# Exercise task:
Pull out every line of the material below that contains the word "column".

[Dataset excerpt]
- - - -

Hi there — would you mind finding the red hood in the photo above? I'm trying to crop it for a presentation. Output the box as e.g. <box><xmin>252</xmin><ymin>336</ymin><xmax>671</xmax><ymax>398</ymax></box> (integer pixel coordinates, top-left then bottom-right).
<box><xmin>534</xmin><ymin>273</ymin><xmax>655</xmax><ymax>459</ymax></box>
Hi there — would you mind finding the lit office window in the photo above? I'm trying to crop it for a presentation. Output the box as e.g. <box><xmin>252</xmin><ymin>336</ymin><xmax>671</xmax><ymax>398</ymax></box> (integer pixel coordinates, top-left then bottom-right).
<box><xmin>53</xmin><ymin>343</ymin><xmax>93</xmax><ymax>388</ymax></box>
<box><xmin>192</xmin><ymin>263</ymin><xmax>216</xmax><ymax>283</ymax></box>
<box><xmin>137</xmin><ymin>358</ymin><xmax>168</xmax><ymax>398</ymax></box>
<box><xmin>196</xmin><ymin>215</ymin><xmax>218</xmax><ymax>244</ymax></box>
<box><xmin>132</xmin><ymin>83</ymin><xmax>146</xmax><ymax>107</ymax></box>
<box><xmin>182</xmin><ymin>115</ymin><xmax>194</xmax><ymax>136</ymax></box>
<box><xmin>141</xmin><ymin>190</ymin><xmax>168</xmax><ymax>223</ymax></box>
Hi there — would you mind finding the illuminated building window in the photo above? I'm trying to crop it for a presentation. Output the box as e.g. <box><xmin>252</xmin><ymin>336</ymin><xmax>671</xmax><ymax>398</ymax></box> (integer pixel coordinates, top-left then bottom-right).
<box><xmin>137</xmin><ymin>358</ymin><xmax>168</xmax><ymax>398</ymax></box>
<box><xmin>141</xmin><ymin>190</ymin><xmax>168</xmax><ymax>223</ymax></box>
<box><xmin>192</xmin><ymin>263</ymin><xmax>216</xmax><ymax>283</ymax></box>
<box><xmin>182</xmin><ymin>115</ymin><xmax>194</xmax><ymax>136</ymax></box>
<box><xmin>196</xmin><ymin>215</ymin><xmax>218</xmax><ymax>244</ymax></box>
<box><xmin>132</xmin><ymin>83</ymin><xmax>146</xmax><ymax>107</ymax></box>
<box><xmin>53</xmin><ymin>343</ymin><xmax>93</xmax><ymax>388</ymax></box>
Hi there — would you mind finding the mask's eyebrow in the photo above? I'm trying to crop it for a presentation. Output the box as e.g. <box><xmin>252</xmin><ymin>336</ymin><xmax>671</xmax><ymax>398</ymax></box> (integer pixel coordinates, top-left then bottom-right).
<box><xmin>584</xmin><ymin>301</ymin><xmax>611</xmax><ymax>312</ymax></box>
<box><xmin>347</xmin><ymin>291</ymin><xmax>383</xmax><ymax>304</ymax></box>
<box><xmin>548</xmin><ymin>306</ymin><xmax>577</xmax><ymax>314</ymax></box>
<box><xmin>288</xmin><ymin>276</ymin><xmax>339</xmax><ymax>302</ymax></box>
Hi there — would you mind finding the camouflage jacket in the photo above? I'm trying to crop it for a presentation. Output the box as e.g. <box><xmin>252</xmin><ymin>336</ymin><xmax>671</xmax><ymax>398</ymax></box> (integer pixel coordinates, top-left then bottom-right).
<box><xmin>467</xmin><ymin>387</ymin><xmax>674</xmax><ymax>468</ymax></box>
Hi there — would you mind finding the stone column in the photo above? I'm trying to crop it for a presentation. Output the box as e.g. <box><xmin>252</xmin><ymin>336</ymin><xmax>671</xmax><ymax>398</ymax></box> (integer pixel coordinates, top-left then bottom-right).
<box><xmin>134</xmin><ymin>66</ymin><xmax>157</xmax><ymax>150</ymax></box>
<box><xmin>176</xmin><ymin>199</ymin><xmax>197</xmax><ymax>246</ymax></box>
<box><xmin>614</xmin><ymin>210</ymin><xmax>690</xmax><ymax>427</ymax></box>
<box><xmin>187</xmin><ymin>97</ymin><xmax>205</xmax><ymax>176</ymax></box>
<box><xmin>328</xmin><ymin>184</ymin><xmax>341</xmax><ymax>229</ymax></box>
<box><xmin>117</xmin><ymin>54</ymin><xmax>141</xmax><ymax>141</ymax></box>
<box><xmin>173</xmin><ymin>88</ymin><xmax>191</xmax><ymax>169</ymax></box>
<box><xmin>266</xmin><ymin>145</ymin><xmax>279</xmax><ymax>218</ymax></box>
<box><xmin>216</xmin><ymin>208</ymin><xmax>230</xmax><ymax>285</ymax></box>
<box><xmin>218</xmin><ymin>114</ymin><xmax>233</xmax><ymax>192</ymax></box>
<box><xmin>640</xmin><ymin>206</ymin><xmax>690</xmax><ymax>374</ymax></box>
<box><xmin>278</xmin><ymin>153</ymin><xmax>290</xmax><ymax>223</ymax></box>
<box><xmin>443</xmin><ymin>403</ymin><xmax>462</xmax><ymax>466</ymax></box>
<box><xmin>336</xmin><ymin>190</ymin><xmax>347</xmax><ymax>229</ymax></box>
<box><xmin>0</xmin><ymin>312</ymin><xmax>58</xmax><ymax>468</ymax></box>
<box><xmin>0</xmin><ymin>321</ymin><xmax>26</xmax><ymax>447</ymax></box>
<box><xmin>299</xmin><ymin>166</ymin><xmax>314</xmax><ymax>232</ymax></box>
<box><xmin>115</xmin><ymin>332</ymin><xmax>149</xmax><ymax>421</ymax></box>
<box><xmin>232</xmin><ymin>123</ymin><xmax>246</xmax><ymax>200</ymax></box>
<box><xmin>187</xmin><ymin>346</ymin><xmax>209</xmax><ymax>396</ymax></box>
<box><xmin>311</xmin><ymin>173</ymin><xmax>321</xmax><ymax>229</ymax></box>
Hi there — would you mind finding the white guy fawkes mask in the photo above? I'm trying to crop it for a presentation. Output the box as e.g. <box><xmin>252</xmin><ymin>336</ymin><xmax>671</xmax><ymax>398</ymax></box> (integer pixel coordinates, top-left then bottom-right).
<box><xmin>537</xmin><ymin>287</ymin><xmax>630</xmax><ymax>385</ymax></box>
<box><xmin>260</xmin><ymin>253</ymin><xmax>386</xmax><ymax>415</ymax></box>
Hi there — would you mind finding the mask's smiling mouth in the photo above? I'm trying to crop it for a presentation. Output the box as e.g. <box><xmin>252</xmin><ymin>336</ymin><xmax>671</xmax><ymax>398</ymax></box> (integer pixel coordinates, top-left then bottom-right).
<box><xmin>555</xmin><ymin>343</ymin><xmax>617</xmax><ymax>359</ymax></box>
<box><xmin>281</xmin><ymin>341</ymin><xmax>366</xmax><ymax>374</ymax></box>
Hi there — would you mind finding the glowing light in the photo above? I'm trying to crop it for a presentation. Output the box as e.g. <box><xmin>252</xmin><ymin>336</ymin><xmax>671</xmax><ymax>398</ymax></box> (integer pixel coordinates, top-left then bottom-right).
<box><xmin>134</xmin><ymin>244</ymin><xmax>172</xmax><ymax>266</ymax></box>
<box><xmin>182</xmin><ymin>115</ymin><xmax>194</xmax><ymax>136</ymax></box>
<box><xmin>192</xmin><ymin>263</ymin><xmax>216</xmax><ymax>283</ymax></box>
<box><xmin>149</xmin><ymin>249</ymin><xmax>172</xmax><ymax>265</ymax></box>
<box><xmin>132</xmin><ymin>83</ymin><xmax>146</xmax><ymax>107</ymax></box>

- - - -

# Solution to this problem:
Hi there — would you mind finding the stone column in the photo above? I'm trying to crop it for a presentation. Output the box as e.g. <box><xmin>252</xmin><ymin>336</ymin><xmax>671</xmax><ymax>398</ymax></box> (integer pixel coordinates, top-left then bottom-right).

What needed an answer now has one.